### THINGS TO DO
1 – In the Robert Brazile profile, reproduce the passage that starts at the words "Personal information" and ends after the words "Jackson State (1971–1974)".
2 – Using the Robert Brazile profile, state whether each statement agrees with it, answering yes or no and quoting the deciding words: (a) He played college football at Jackson State from 1971 to 1974. (b) He was chosen in the second round of the 1975 NFL draft. (c) He was selected to seven Pro Bowls.
TEXT SEGMENT below:
Personal information
- Born: February 7, 1953 (age 73) Mobile, Alabama, U.S.
- Listed height: 6 ft 4 in (1.93 m)
- Listed weight: 241 lb (109 kg)

Career information
- High school: Vigor (Prichard, Alabama)
- College: Jackson State (1971–1974)
- NFL draft: 1975: 1st round, 6th overall pick

Career history
- Houston Oilers (1975–1984);

Awards and highlights
- NFL Defensive Rookie of the Year (1975); 2× First-team All-Pro (1978, 1979); 4× Second-team All-Pro (1976, 1977, 1980, 1981); 7× Pro Bowl (1976–1982); NFL 1970s All-Decade Team; PFWA All-Rookie Team (1975); Titans/Oilers Ring of Honor; First-team Little All-American (1974); First-team All-SWAC (1974);

Career NFL statistics
- Total tackles: 1,281
- Sacks: 48
- Fumble recoveries: 14
- Interceptions: 13
- Interception yards: 201
- Stats at Pro Football Reference
- Pro Football Hall of Fame

= Robert Brazile =

American football player (born 1953)
End of TEXT SEGMENT.
DATA SUPPLIED below:
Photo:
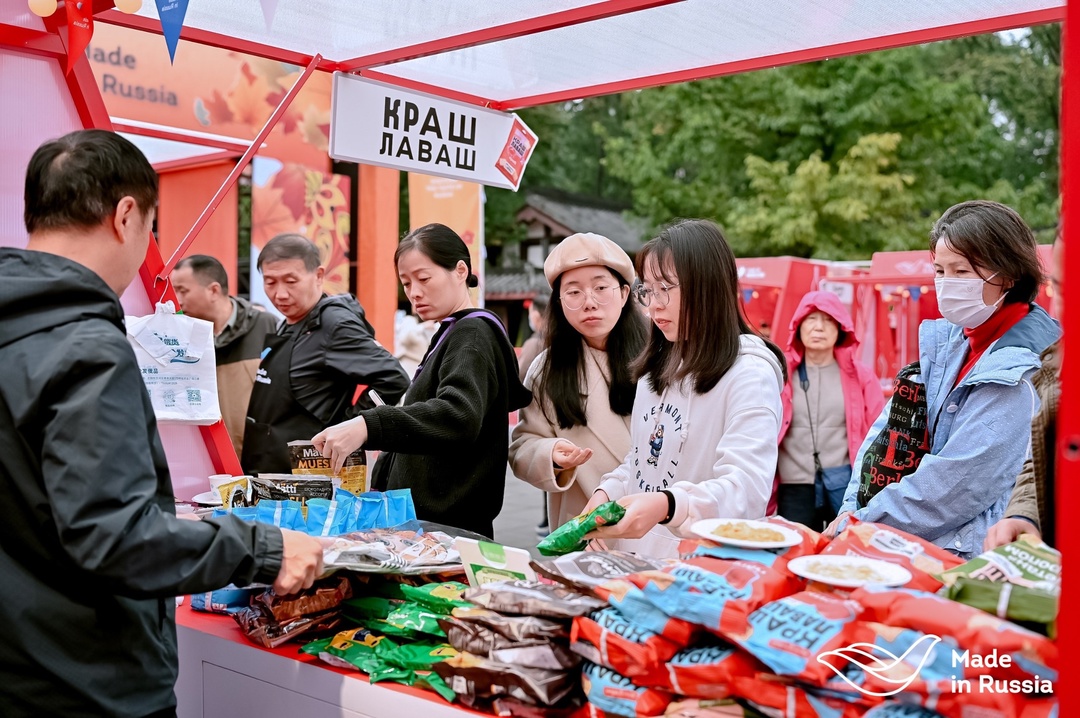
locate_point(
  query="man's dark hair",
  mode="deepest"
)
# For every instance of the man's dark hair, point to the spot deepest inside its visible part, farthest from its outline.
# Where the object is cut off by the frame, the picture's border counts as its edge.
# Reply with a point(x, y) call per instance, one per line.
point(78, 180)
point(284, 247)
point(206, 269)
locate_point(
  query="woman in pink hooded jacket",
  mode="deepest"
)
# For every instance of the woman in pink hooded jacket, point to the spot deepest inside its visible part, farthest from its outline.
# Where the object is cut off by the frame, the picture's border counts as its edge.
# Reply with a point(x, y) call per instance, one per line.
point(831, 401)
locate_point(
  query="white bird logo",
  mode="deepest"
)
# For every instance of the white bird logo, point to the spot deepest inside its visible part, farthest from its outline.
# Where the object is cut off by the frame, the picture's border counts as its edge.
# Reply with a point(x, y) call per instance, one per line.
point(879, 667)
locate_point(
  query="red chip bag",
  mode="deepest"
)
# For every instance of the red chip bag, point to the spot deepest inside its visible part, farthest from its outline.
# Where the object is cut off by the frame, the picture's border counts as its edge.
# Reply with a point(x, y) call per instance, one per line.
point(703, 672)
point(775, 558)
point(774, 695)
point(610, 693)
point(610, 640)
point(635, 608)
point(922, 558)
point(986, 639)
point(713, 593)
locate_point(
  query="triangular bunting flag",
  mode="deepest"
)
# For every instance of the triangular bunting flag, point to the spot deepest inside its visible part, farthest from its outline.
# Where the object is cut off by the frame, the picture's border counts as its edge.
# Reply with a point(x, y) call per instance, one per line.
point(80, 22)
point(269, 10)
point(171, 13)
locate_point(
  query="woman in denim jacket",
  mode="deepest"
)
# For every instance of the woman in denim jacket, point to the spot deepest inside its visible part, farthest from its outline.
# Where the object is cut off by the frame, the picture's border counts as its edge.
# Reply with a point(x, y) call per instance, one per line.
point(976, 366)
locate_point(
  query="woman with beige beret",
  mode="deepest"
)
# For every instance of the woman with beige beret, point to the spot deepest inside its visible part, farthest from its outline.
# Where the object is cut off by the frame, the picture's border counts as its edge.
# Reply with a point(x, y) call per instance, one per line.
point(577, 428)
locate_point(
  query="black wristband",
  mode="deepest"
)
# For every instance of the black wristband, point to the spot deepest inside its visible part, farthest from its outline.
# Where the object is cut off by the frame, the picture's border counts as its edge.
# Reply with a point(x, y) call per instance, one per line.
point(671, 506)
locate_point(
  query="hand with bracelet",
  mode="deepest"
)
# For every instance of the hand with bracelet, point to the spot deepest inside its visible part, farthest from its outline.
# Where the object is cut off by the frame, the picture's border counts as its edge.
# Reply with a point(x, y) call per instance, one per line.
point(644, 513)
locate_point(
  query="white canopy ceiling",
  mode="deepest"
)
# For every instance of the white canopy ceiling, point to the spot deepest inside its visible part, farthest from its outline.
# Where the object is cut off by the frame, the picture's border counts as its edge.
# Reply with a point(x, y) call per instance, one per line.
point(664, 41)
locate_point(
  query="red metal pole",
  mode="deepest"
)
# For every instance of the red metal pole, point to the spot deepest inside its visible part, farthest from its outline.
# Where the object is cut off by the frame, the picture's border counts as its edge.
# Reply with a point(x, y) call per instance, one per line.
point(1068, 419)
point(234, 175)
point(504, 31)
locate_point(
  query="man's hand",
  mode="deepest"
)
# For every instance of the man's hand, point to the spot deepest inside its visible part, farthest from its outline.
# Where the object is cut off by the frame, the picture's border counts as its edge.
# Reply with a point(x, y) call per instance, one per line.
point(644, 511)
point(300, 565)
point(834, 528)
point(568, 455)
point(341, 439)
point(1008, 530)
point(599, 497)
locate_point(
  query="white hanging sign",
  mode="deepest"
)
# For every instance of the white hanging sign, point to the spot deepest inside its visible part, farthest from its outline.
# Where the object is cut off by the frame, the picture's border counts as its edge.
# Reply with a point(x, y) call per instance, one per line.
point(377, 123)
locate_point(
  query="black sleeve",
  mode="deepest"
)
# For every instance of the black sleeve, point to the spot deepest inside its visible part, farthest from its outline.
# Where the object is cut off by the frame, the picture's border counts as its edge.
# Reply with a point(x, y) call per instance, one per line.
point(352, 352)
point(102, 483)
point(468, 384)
End of DATA SUPPLIED.
### OUTPUTS BY TASK
1 –
Personal information
- Born: February 7, 1953 (age 73) Mobile, Alabama, U.S.
- Listed height: 6 ft 4 in (1.93 m)
- Listed weight: 241 lb (109 kg)

Career information
- High school: Vigor (Prichard, Alabama)
- College: Jackson State (1971–1974)

2 –
(a) Yes: "College: Jackson State (1971–1974)"
(b) No: "NFL draft: 1975: 1st round, 6th overall pick"
(c) Yes: "7× Pro Bowl (1976–1982)"